───── DATA FOR PROCESSING

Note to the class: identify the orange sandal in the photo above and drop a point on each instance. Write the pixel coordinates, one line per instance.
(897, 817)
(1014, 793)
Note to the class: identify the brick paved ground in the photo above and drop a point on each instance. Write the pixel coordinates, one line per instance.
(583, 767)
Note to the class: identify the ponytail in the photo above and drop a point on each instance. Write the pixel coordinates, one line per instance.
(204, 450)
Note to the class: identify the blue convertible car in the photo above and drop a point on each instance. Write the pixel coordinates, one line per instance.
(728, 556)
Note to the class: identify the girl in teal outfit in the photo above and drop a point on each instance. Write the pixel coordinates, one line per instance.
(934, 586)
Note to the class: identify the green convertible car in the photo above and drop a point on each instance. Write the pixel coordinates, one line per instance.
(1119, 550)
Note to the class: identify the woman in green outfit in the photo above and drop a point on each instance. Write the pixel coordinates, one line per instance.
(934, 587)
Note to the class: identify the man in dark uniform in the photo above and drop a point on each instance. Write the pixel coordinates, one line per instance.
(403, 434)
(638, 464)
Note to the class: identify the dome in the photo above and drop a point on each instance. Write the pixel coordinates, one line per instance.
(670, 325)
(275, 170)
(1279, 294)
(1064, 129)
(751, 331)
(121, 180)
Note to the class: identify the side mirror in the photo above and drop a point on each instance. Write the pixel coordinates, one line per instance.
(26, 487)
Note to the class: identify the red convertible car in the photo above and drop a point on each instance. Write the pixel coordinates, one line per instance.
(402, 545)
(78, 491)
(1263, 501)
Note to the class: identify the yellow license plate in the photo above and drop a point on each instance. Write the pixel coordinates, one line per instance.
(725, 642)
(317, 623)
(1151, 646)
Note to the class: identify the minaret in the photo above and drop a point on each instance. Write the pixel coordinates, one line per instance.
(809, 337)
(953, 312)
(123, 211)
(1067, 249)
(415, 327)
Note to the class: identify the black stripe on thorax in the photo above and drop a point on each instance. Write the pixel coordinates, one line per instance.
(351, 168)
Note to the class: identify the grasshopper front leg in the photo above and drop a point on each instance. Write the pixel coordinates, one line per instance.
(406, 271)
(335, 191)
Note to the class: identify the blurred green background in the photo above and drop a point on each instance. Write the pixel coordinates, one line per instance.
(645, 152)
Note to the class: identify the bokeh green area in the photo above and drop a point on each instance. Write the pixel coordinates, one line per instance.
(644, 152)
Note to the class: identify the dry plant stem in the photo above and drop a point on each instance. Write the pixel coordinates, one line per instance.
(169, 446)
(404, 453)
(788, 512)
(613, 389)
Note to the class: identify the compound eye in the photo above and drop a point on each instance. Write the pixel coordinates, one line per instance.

──────────

▶ [WHAT IS NEEDED]: Having read the records above, reproduce each one exactly.

▶ [TASK RESPONSE]:
Note to the class: identify the orange sandal in the photo above and drop a point on each instance. Write the pixel coordinates, one line per instance.
(897, 817)
(1014, 793)
Note to the class: identify the brick paved ground in the photo above and drop a point on each instance. Write the pixel coordinates, one line per instance.
(583, 767)
Note to the class: identify the ponytail in the photo above and drop a point on each instance. Write the pixel coordinates, one line per instance.
(204, 450)
Note to the class: identify the blue convertible car in the photo above and drop a point on each instance. Write the pixel coordinates, one line per instance.
(728, 556)
Note to the class: identify the girl in teal outfit in the photo above and drop a point on each instance. Write the pixel coordinates, one line per instance.
(934, 586)
Note to the class: identify the green convertible car in the photo above and drop a point on each instance. Write the pixel coordinates, one line per instance.
(1119, 550)
Note to the class: identify the woman in green outfit in the photo above and drop a point on each instance. Write the pixel coordinates, one line per instance.
(934, 587)
Note to the class: identify the man in dark uniform in the photo above and drop a point on each instance. Write the pixel coordinates, one line per instance.
(403, 434)
(638, 464)
Note to the class: identify the dome in the photo above and drop a point on each instance. Write the pixel coordinates, one line per instance.
(670, 325)
(275, 170)
(1279, 294)
(1064, 129)
(751, 331)
(121, 180)
Note to the class: identify the side mirror in the photo above and drop a point on each instance. Write the pixel coordinates, one line per instance.
(26, 487)
Note to the class: identify the red convertible car in the photo above and drop a point on each instance. Write the pixel coordinates, one line per instance.
(402, 545)
(78, 491)
(1263, 501)
Note to the class: identify the yellow license plate in the photo above and drop a point on each instance. Write the pixel coordinates, one line per instance.
(725, 642)
(317, 623)
(1151, 646)
Note to the class: identify the minaret in the photo above and drop a point on each instance. Write the pixel coordinates, one line per instance.
(809, 337)
(953, 312)
(123, 211)
(1067, 249)
(415, 327)
Note to the class: identify the black stripe on thorax in the photo above and drop a point on each instance. Write the pixel coordinates, one line per instance.
(351, 168)
Note to the class: identify the grasshopper front leg in the photo above and drop a point on each instance. Write the pixel coordinates, one line per instance.
(406, 271)
(335, 191)
Note to the class: identify the blurred green background in the photo above and drop a point on each instance. Write the pixel coordinates, one line per instance.
(645, 152)
Note to the class: identify the bokeh green area in the photo above and drop a point on each instance. Write the pixel coordinates, one line per instance.
(644, 152)
Note to the class: identify the dry plant stem in the photo above and drop a point on each instance. Write the pixel coordinates, one line per instance.
(169, 446)
(404, 453)
(788, 512)
(613, 389)
Note to the class: identify the compound eye in the photo above and drop a point on each instance. Write the pixel coordinates, one line per instance.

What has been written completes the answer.